- [To be done] Below are the entries; output exactly the lines from the one containing "phrase -- silver bracelet" through the final line, inclusive.

— start of Entries supplied —

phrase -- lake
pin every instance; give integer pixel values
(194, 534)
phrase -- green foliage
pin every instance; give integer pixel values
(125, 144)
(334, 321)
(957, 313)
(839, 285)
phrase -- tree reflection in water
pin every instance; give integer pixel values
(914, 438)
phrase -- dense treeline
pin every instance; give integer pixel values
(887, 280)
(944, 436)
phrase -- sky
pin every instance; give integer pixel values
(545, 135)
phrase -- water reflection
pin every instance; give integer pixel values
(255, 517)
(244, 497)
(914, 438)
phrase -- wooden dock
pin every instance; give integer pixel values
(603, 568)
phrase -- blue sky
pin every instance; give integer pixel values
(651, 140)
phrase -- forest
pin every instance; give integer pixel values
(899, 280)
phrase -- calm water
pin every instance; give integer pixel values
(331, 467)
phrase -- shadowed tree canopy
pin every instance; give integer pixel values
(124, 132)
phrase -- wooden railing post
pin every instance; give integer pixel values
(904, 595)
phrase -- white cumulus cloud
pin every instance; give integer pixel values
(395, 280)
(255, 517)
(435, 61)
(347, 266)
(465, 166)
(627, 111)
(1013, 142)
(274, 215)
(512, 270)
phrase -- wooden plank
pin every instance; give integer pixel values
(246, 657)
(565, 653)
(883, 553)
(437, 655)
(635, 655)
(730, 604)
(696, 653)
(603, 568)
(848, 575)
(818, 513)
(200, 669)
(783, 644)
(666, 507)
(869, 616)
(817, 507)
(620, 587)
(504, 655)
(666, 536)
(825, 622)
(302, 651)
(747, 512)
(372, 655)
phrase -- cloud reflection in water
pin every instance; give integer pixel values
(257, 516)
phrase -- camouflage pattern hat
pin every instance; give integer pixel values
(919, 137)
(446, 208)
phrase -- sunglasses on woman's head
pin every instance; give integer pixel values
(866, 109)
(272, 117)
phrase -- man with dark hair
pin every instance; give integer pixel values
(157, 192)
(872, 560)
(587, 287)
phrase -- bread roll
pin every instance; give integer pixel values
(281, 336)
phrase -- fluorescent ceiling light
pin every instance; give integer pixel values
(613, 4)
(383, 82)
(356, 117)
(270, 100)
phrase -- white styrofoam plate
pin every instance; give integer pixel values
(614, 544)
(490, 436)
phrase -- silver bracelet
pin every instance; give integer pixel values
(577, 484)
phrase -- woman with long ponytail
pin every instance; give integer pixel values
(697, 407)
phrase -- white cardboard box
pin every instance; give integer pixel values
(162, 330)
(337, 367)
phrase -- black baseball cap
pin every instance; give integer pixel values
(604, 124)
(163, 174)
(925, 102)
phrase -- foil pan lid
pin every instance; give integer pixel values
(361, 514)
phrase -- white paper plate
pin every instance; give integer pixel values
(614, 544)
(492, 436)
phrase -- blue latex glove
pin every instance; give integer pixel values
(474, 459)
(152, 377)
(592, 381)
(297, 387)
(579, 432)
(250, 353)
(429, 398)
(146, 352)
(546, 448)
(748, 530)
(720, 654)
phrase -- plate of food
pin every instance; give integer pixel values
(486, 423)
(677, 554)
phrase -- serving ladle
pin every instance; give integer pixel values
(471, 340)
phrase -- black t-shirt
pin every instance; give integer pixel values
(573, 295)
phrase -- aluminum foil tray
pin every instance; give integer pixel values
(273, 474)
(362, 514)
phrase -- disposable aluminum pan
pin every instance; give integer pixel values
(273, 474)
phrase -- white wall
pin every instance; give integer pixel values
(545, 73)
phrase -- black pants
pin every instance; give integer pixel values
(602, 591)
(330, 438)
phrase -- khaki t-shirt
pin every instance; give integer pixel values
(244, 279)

— end of Entries supplied —

- [Expected answer]
phrase -- silver bracelet
pin every instance; give integer pixel values
(577, 484)
phrase -- woman with long ponytail
pin every instance; give integer pixel values
(697, 407)
phrase -- white cardboard box
pin every instance; give integer pixel values
(162, 330)
(337, 367)
phrase -- black baseball cap
pin every instance; give integer pixel values
(604, 124)
(163, 174)
(925, 102)
phrase -- foil pan lid
pin every instance; give integer pixel values
(361, 514)
phrase -- white paper plate
pin every instance; give integer pixel values
(614, 544)
(492, 436)
phrase -- blue latex glove
pin every instance; give integer pixel values
(474, 459)
(152, 377)
(592, 381)
(297, 387)
(579, 432)
(250, 353)
(429, 398)
(146, 352)
(546, 448)
(748, 530)
(720, 654)
phrase -- plate of food
pin every instance; give integer pixel values
(486, 423)
(677, 554)
phrase -- serving ladle
pin every instance; give integer pixel values
(471, 340)
phrase -- black t-shirt
pin every instance; give integer pixel values
(573, 295)
phrase -- aluminum foil tray
pin every instance; give integer pixel values
(273, 474)
(362, 514)
phrase -- disposable aluminum pan
pin every instance; give integer pixel values
(273, 474)
phrase -- white wall
pin every instance; give integer pixel values
(545, 73)
phrase -- black pants
pin every instance; give integer pixel values
(602, 591)
(330, 438)
phrase -- khaki t-shirt
pin every instance; give integer pixel values
(244, 279)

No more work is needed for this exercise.